So many lithium batteries in my house. Cheap ones are fire hazards. I like that apple is looking out for me so that if I go to any place for apple parts and be reasonably sure they made it hard for them to sell counterfeit parts.
The problem isn't bad batteries. Li-ion batteries have been around long enough now that everyone has gotten pretty good at making them. The problems with Li-ion chemistry are:
It has a relatively flat voltage curve as it discharges. With other battery technologies, the voltage drops suddenly during initial use, flattens out, then drops suddenly when it approaches depletion. This makes it relatively easy to design chargers and discharge circuitry to stop pulling power when the battery is empty, and stop charging it when it's full (keep it within the flat zone). OTOH Li-ion voltage tends to stay flat well past safe discharge state. Couple this with the voltage drop naturally being larger if you're drawing more current, and it's very tricky to determine the current charge state of a Li-ion battery. This wouldn't be that big a deal (you just risk damaging the battery) except...
Li-ion batteries have this nasty tendency to catch fire or explode if over-charged or are charged after being over-discharged. Most other battery chemistries are comparatively benign. If you overcharge them or over-discharge them, you just damage the battery's capacity. But even if you destroy the battery all you're usually left with is a bunch of inert chemicals (exceptions being batteries using acid, and NiMH batteries outgassing hydrogen). But the chemicals in a charged Li-ion battery really want to revert to their low-energy state. So if you damage them (puncture, fire, over-charge, over-discharge), it creates the risk of the batteries catching fire or exploding. They're perfectly good batteries, they've just been abused by poor charging.

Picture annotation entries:
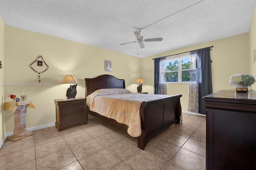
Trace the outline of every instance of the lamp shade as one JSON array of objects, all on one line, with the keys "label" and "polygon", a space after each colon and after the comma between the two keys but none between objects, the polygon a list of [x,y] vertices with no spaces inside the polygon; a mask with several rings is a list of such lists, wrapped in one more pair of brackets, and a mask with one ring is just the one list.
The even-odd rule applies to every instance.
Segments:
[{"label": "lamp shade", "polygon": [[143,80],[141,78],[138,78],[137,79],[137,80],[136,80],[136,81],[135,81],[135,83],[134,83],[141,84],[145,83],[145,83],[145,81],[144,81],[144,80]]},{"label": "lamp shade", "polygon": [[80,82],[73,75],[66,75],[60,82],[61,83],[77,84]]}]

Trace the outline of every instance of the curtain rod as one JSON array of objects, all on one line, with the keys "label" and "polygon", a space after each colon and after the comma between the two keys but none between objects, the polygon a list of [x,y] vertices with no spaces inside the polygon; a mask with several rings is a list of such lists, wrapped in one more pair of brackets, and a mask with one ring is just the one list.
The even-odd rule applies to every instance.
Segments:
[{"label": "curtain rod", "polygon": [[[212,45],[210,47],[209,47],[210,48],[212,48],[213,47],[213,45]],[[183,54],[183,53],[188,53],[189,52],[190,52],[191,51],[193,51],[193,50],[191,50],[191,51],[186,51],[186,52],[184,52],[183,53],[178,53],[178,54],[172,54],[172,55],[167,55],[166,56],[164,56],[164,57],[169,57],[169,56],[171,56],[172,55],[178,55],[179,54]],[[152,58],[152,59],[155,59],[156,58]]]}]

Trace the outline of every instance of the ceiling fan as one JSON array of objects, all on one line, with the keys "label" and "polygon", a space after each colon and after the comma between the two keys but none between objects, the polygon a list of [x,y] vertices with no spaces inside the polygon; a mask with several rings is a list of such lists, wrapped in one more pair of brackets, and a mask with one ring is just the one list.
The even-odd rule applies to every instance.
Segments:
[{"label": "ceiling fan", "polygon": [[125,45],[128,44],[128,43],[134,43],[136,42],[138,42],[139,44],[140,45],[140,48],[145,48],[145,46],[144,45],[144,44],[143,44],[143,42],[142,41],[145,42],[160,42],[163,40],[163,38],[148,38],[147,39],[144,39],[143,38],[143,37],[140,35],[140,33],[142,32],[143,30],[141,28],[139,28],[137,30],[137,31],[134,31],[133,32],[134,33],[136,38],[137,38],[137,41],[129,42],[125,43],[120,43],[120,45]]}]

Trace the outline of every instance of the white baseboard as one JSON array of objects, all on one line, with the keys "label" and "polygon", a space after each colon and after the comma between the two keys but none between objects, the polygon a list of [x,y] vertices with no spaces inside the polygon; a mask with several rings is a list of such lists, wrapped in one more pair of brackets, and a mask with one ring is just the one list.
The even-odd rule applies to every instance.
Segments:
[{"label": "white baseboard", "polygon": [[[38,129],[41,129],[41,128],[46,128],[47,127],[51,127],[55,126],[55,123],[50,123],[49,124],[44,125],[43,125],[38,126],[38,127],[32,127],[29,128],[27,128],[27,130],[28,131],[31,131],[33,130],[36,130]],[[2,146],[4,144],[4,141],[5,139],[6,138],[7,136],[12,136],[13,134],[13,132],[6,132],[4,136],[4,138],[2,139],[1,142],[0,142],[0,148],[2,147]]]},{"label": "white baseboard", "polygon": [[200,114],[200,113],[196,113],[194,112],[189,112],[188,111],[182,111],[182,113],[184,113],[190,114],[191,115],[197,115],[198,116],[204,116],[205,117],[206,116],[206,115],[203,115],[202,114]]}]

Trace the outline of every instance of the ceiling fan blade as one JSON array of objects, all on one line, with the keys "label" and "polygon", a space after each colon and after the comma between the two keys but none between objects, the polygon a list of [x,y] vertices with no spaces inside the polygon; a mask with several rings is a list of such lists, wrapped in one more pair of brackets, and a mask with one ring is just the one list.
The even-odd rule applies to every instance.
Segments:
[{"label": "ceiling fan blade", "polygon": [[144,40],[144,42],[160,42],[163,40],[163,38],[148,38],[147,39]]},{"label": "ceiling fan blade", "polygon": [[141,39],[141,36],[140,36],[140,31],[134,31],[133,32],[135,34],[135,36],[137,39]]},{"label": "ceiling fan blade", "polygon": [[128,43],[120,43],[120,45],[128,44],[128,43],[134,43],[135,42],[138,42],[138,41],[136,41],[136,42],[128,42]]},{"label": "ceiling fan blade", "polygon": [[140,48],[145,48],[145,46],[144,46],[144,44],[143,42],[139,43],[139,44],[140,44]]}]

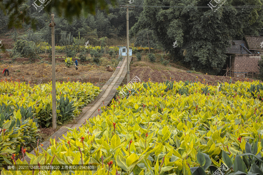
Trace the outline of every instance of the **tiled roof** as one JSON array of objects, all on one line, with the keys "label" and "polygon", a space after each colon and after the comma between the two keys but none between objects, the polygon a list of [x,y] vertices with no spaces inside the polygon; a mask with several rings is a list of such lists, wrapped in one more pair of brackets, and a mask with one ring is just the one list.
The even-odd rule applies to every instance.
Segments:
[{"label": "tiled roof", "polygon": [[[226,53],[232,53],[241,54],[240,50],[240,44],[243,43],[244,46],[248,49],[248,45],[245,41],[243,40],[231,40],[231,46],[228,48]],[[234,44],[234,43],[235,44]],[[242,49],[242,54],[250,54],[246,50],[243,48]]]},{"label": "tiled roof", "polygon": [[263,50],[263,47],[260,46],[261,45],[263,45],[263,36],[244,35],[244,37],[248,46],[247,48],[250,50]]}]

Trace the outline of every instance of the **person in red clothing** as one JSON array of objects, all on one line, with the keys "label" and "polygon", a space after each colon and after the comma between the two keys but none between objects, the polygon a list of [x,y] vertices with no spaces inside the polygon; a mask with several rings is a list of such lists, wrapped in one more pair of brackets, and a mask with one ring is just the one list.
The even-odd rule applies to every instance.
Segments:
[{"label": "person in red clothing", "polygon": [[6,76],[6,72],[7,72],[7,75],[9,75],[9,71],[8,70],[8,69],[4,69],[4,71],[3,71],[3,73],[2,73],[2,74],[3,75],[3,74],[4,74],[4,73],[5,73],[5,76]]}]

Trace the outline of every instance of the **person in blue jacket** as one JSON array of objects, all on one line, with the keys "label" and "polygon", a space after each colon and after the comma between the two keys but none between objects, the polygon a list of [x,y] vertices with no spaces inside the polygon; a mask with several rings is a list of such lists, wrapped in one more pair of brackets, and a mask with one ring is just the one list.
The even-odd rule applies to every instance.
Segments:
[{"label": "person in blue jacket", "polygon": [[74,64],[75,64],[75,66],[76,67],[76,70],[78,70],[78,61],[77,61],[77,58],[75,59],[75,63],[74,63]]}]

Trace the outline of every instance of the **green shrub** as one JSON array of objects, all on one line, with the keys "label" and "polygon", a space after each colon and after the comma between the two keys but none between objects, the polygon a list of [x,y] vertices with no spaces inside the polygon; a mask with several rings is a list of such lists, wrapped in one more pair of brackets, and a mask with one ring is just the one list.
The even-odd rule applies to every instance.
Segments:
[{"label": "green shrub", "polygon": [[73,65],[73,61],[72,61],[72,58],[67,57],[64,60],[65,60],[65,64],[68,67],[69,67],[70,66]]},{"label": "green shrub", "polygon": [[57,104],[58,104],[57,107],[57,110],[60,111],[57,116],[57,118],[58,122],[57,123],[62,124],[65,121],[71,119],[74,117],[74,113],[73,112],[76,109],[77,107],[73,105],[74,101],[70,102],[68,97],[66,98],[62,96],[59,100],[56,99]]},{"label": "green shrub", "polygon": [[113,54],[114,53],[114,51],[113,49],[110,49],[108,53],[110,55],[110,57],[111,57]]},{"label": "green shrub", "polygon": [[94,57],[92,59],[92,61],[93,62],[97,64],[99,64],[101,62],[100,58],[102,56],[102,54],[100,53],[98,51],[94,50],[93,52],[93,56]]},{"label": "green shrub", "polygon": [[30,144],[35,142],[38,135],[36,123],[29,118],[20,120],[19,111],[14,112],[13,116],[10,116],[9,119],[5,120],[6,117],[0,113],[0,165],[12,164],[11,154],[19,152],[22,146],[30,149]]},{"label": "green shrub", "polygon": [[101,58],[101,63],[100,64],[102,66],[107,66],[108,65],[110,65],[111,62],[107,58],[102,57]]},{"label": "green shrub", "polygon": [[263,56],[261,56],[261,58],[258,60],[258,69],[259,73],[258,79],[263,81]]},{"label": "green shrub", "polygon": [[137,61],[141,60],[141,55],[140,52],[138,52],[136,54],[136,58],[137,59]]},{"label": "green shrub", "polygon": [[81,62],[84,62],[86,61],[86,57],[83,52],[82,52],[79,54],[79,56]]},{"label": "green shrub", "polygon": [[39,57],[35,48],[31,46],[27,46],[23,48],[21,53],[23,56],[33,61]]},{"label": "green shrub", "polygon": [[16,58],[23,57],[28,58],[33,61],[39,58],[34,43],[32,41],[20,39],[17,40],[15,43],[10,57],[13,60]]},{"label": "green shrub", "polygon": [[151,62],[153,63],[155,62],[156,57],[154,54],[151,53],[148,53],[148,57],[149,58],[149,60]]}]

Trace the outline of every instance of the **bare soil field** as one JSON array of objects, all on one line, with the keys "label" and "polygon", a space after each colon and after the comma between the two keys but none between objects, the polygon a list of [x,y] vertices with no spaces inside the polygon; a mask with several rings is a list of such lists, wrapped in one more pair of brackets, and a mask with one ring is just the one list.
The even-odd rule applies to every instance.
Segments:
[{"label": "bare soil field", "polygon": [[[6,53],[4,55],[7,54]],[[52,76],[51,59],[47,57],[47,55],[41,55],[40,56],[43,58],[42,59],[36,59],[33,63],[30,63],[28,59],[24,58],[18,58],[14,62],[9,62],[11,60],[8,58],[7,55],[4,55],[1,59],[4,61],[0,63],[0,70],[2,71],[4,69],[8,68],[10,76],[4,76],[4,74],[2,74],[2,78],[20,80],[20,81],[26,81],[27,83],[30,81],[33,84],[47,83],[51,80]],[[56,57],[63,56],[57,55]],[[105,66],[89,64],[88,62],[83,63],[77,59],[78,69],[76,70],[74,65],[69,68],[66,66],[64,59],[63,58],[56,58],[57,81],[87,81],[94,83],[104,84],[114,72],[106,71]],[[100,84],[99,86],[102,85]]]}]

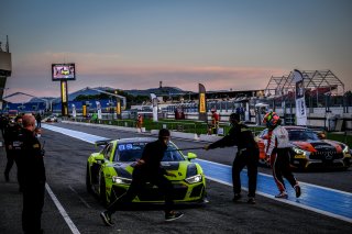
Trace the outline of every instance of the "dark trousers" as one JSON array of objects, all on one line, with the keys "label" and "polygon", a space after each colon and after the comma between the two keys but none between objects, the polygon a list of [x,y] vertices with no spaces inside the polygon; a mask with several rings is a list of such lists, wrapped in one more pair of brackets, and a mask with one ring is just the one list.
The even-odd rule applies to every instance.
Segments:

**Tasks and exercises**
a) Using the text on lithium-ion batteries, decide whether each statement agrees with it, answering yes or no and quoting the deciding words: (i) with other battery technologies, the voltage drops suddenly near depletion; (ii) the voltage drop is smaller when more current is drawn; (iii) NiMH batteries can outgas hydrogen.
b) Write out the passage of the text on lithium-ion batteries starting at "So many lithium" and ending at "sell counterfeit parts.".

**Solutions to the exercise**
a)
(i) Yes: "then drops suddenly when it approaches depletion"
(ii) No: "the voltage drop naturally being larger if you're drawing more current"
(iii) Yes: "NiMH batteries outgassing hydrogen"

b)
So many lithium batteries in my house. Cheap ones are fire hazards. I like that apple is looking out for me so that if I go to any place for apple parts and be reasonably sure they made it hard for them to sell counterfeit parts.